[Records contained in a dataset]
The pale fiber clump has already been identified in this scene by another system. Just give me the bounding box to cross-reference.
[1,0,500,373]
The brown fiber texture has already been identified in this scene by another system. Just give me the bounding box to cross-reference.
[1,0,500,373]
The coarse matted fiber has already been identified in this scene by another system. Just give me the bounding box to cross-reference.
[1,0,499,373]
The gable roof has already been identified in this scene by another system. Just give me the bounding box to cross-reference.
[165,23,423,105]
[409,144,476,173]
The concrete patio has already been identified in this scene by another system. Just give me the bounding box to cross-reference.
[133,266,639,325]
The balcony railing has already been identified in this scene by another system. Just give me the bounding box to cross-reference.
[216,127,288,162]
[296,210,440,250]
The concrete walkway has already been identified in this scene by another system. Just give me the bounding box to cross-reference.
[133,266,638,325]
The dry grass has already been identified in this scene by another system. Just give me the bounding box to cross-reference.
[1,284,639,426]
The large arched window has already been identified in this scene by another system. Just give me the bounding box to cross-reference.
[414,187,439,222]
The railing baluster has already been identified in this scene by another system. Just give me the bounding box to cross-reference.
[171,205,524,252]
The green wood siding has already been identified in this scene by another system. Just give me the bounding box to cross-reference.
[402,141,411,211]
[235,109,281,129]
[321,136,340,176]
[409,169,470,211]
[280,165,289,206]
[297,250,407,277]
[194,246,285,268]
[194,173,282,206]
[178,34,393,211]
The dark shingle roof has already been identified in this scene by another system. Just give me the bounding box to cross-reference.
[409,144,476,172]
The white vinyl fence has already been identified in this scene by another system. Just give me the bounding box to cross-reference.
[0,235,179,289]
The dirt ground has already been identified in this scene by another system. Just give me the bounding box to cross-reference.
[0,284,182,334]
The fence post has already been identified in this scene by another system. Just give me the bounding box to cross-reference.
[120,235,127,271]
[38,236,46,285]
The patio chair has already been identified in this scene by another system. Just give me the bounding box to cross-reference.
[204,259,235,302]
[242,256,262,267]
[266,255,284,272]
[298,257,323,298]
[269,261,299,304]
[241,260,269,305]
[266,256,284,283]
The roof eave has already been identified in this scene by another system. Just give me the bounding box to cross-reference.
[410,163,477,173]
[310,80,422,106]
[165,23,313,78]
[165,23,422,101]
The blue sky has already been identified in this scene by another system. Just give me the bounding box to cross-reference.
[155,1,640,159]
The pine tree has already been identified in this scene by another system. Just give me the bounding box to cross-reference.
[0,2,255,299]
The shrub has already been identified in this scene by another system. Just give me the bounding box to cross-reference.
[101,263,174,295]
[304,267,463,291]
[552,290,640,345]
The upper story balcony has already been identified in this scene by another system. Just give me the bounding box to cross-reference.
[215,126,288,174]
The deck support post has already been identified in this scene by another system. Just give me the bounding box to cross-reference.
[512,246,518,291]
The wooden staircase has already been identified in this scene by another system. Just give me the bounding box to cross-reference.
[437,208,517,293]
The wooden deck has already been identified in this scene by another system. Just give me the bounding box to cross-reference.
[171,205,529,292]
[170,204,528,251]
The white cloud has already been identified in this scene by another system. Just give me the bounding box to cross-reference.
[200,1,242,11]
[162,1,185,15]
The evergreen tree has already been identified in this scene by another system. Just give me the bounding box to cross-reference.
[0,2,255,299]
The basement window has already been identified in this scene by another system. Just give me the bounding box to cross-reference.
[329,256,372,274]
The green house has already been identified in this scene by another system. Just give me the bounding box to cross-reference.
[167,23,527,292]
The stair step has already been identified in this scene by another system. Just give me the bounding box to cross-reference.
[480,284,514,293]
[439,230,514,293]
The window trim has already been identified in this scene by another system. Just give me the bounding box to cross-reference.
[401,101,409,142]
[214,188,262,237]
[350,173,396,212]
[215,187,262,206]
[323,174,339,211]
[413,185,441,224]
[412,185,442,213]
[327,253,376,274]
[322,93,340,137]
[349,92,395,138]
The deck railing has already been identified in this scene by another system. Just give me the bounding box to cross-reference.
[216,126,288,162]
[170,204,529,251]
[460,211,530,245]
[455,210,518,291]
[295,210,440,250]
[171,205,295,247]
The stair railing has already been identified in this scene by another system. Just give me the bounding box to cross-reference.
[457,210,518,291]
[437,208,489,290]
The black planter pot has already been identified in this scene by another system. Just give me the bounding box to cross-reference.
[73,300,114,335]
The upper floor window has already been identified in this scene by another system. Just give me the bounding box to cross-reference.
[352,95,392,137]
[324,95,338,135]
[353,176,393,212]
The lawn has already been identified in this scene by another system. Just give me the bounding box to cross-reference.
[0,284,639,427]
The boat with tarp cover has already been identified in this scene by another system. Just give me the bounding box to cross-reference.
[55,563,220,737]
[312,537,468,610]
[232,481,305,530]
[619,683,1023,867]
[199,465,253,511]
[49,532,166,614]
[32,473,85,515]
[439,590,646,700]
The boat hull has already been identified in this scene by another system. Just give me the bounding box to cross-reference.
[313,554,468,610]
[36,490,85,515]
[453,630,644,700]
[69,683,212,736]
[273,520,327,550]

### TASK DIRECTIONS
Your answer must be the records themselves, output again exactly.

### OUTPUT OF THE TASK
The pale fiber clump has already been identified in this scene by another system. Just give me the bounding box to cross-reference.
[1,0,500,373]
The brown fiber texture has already been identified in this scene by another system. Just give me the bounding box to cross-reference.
[1,0,500,373]
The coarse matted fiber has already been identified in this scene by another system. Just give me the bounding box to cross-reference.
[1,0,499,373]
The gable roof has already been identified in this scene by another system. Just give me the bounding box to cross-reference.
[165,23,423,105]
[409,144,476,173]
The concrete patio has already been identified in this scene by another system. Just give me the bounding box to cross-reference.
[133,266,639,325]
The balcony railing has already been identified in this scene by another system. Just give me the bounding box to cross-reference.
[216,127,288,162]
[296,210,440,250]
The concrete walkway has already been identified in this scene by another system. Just give me the bounding box to cross-reference.
[133,266,638,325]
The dry grass has already been identified in this scene by another system. Just give me the bounding box to cross-reference.
[1,284,639,426]
The large arched window has already been identified in this scene by another system. Just give me the bounding box to cross-reference.
[414,187,439,222]
The railing baluster has already been identified in this scene by another system. Just give me the bounding box to cross-reference.
[171,205,524,252]
The green wood siding has already been identified in this scene by another system. Just give me the bounding box to cross-reference.
[402,141,411,211]
[235,109,281,129]
[321,136,340,176]
[409,169,470,211]
[280,165,289,206]
[297,250,407,277]
[194,246,285,268]
[194,173,282,206]
[178,34,393,211]
The dark shingle roof has already been identified in this scene by another system. Just give me the bounding box to cross-reference.
[409,144,476,172]
The white vinyl fence has already been identified in this scene by another system. Just give me the bounding box to cross-reference.
[0,235,179,289]
The dirt ground has already been identified in this scene by another system. Just give me the bounding box to cross-reference.
[0,284,182,334]
The fence post has already been identified in this scene by another system. Just give me the bounding box to cross-reference.
[120,235,127,271]
[38,236,46,285]
The patio chair has already been identified in this scene by another system. Just give me the bounding box to cross-reference.
[204,259,235,302]
[242,256,262,267]
[266,255,284,272]
[298,257,323,298]
[269,261,299,304]
[241,260,269,305]
[266,256,284,283]
The roof eave has already been identified in this scene by another system. Just give me the bounding box to cross-reference.
[410,163,477,173]
[310,80,422,106]
[165,23,313,78]
[165,23,422,101]
The blue sky has already been identified in this scene by another system. Just give me the bounding box to cross-reference.
[155,1,640,159]
The pine tree has already been identified in this scene by another system. Just give me the bounding box to cross-reference.
[0,2,255,299]
The shrub has already been identified in this scene by another system. Just give me the bounding box to cross-reference.
[101,263,174,295]
[304,267,463,291]
[552,290,640,345]
The upper story balcony has already been identified in this scene by another system. Just give me the bounding box to cross-reference.
[215,126,288,174]
The deck support post has already been identified in this scene by another system. Just give me the bounding box to cross-reference.
[512,246,518,291]
The wooden staircase has already been identified in this scene by another system. Just give me the bounding box to cross-reference.
[437,208,517,293]
The wooden deck has already been identified in this scene by another system. Just give me the bounding box to cross-reference.
[171,205,529,292]
[170,204,528,251]
The white cloud has already been identified in this scene by another system. Just give me the bounding box to cross-reference.
[200,1,242,11]
[162,1,185,15]
The evergreen tree has already been identified in this scene by another system. Just give me the bounding box to cross-reference.
[0,2,255,299]
The basement window has already been identified in this scene by another system. Just give me the bounding box to cross-reference.
[329,256,372,274]
The green house has already been identified in this scene by another system. Just give me the bounding box to cross-reference.
[167,23,527,292]
The stair step has already been identified in this scene by another system. Just give me the bounding box to cross-reference.
[480,284,514,293]
[439,230,514,293]
The window trim has already been identified in this scene by another system. Just give me the bounding box to cross-reference.
[401,101,409,142]
[214,188,262,237]
[350,173,396,212]
[215,187,262,206]
[323,174,339,211]
[413,185,441,224]
[412,185,442,213]
[327,253,376,274]
[322,93,340,137]
[349,92,395,138]
The deck railing has already been identified in this scene by another system. Just give me the bounding box to cross-reference.
[216,126,288,162]
[170,204,529,251]
[460,211,530,245]
[455,210,518,291]
[295,210,440,250]
[171,205,295,247]
The stair railing has already been identified in this scene by another system. Just give me the bounding box to cross-reference.
[457,210,518,291]
[437,208,489,290]
The black planter pot has already been identified in this scene by another system. Just give me the bounding box to cross-reference.
[73,300,114,335]
The upper floor window has already been identified in this scene by another system. Just give me the bounding box to cross-reference.
[352,95,392,137]
[324,95,338,135]
[353,176,393,212]
The lawn has already been identified in this scene by another system. Just give me the bounding box to cross-reference.
[0,284,639,427]
The boat with tarp cover has already been identified in this scene by another system. Just give me the bounding box to cross-reference.
[55,563,220,737]
[312,537,468,610]
[232,481,305,530]
[619,683,1023,867]
[199,465,253,511]
[49,532,166,614]
[32,473,85,515]
[439,590,646,700]
The boat hull has already been identified in this scene by another system. Just give me the bounding box to cross-reference.
[313,554,468,610]
[36,490,85,515]
[453,630,644,700]
[69,683,212,736]
[273,520,327,550]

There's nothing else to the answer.